Print the lines that start the entries and continue through the one holding "Category: robe sleeve", please, exactly and with the pictures omitted.

◆ **Input data**
----------------

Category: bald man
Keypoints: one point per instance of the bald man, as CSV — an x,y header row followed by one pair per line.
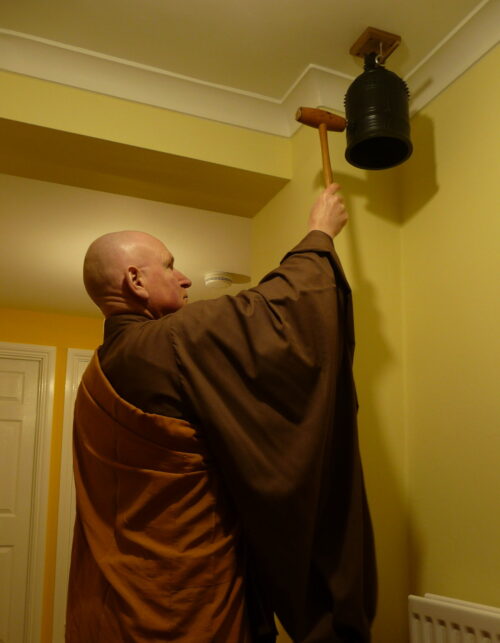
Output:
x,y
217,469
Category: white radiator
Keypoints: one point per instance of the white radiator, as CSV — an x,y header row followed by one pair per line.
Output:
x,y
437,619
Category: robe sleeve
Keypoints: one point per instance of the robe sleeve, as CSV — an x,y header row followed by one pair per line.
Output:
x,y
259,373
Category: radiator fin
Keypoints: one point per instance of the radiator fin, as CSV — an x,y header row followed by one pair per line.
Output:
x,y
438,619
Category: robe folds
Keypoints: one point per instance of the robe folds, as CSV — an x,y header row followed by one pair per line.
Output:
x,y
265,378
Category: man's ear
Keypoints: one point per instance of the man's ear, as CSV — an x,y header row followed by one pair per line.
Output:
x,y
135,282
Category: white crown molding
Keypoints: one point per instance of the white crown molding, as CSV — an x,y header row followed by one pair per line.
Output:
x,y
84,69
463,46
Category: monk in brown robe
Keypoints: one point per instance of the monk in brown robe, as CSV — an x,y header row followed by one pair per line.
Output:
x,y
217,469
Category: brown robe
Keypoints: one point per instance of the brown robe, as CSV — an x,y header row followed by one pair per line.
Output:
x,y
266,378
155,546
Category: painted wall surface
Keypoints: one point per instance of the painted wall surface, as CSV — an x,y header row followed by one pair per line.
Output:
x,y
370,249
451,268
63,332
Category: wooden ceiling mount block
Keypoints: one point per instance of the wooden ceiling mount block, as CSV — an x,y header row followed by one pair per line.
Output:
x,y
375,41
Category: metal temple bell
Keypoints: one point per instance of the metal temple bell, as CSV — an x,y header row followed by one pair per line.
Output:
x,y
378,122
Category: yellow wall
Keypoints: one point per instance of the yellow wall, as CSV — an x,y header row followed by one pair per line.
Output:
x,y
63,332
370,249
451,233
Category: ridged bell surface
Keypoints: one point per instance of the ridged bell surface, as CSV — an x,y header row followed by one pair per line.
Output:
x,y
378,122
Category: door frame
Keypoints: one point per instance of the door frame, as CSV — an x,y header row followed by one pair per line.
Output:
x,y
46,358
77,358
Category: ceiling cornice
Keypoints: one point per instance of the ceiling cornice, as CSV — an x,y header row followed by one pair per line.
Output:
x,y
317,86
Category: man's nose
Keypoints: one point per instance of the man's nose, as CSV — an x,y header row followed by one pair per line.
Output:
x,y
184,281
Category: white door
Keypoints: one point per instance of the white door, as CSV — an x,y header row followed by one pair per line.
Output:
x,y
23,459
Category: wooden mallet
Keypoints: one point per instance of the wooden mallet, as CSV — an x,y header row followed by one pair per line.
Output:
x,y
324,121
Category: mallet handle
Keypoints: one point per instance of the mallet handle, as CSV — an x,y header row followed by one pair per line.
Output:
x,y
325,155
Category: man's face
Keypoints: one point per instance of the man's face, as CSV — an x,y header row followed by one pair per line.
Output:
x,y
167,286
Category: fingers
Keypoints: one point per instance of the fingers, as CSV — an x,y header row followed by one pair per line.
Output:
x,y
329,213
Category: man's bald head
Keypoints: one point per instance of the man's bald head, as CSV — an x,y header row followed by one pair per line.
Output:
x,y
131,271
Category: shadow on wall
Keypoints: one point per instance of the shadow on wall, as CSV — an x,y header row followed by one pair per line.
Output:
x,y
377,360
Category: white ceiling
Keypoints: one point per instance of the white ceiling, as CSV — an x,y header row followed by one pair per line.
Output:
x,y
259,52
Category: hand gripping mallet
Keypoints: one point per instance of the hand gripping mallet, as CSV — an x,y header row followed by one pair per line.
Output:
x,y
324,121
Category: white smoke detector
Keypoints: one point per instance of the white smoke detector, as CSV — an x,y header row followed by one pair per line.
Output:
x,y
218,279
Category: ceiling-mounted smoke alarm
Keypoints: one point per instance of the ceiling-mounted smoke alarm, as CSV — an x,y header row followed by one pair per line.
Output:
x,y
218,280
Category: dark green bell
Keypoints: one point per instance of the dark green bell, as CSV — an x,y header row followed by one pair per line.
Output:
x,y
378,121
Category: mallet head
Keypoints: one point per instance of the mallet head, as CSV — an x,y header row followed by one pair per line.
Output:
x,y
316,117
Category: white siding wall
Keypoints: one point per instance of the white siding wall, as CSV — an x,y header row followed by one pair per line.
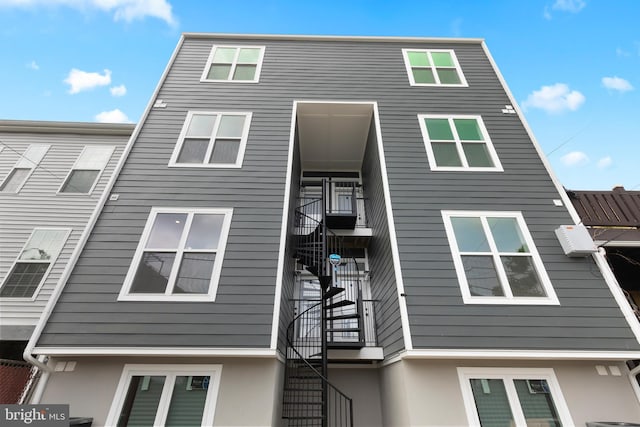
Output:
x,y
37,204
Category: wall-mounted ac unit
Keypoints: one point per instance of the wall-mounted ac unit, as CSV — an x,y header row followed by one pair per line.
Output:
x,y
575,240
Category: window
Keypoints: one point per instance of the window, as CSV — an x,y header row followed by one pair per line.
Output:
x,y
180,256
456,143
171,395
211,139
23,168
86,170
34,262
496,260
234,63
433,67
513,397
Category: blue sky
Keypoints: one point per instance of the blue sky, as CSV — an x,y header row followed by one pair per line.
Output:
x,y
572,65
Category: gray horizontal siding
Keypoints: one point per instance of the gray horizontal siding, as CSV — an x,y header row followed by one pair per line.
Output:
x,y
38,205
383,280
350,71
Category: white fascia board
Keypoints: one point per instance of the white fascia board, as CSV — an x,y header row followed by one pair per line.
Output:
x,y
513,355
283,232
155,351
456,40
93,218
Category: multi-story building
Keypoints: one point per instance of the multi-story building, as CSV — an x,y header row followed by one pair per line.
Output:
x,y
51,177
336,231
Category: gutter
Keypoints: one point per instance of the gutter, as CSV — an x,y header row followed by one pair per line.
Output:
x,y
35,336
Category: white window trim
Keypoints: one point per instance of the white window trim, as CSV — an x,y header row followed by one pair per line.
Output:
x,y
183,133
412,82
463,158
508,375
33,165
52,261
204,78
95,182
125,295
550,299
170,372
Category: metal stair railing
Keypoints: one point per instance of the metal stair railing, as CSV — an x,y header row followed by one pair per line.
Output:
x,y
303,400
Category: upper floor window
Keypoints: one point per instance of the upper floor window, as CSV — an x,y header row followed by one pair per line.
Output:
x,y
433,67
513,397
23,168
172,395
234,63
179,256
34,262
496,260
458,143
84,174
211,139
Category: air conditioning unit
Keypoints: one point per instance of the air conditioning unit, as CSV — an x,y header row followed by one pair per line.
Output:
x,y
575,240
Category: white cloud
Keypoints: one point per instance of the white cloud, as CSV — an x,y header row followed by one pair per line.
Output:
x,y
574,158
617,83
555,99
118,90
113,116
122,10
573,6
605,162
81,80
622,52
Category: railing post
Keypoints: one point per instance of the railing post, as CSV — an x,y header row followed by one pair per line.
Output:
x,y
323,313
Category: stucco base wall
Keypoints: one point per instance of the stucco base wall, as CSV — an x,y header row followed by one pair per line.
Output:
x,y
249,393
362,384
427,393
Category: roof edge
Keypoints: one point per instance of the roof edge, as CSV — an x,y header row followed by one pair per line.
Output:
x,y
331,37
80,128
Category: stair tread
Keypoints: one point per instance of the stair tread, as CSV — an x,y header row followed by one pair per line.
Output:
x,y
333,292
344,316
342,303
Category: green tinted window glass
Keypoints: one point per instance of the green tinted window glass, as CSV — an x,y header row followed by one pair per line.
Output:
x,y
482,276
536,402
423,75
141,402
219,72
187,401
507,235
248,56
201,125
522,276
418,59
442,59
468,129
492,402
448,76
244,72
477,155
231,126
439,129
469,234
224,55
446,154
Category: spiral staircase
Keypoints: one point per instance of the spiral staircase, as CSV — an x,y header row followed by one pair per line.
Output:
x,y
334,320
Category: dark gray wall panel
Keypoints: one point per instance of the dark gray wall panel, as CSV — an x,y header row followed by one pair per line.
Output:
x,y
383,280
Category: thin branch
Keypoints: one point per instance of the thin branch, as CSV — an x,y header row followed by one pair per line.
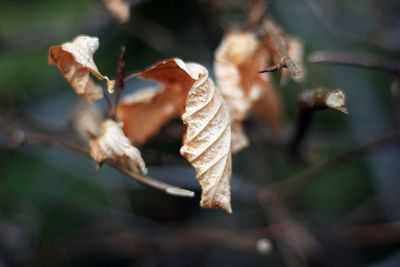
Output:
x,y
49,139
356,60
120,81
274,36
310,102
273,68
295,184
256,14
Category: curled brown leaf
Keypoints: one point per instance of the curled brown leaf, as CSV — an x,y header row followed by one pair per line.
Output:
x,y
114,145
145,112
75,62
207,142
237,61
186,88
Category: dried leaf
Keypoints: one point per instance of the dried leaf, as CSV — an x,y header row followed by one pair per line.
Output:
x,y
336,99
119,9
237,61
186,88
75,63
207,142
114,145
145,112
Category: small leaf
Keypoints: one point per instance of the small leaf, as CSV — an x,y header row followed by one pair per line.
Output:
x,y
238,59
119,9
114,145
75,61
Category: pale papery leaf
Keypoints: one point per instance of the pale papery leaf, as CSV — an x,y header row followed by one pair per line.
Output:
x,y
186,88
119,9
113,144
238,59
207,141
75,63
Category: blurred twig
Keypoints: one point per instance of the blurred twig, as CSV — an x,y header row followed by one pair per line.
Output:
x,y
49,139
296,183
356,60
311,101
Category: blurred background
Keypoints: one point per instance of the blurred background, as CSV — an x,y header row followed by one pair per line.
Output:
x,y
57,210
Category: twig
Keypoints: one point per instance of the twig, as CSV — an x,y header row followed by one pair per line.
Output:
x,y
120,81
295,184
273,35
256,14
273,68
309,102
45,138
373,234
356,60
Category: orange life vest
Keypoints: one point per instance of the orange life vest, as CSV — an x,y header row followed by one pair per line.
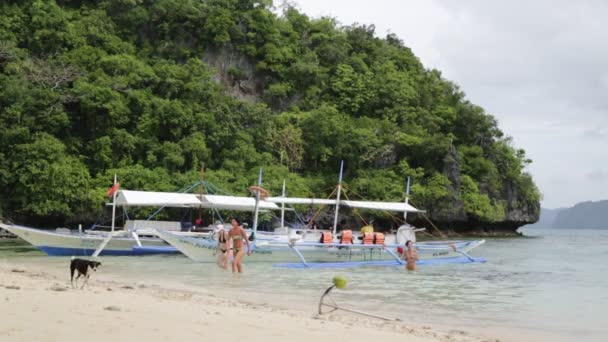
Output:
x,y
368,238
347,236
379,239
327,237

----------------

◆ **Solution below**
Category: bald man
Keypoints: one point per instance of the bald man, as CSV — an x,y header row followed by one pair per line.
Output:
x,y
217,469
Category: white radiator
Keypoints: one point per instance of the white radiator, as CSV — an x,y header row followed by one pair per line.
Output:
x,y
437,619
Category: robe sleeve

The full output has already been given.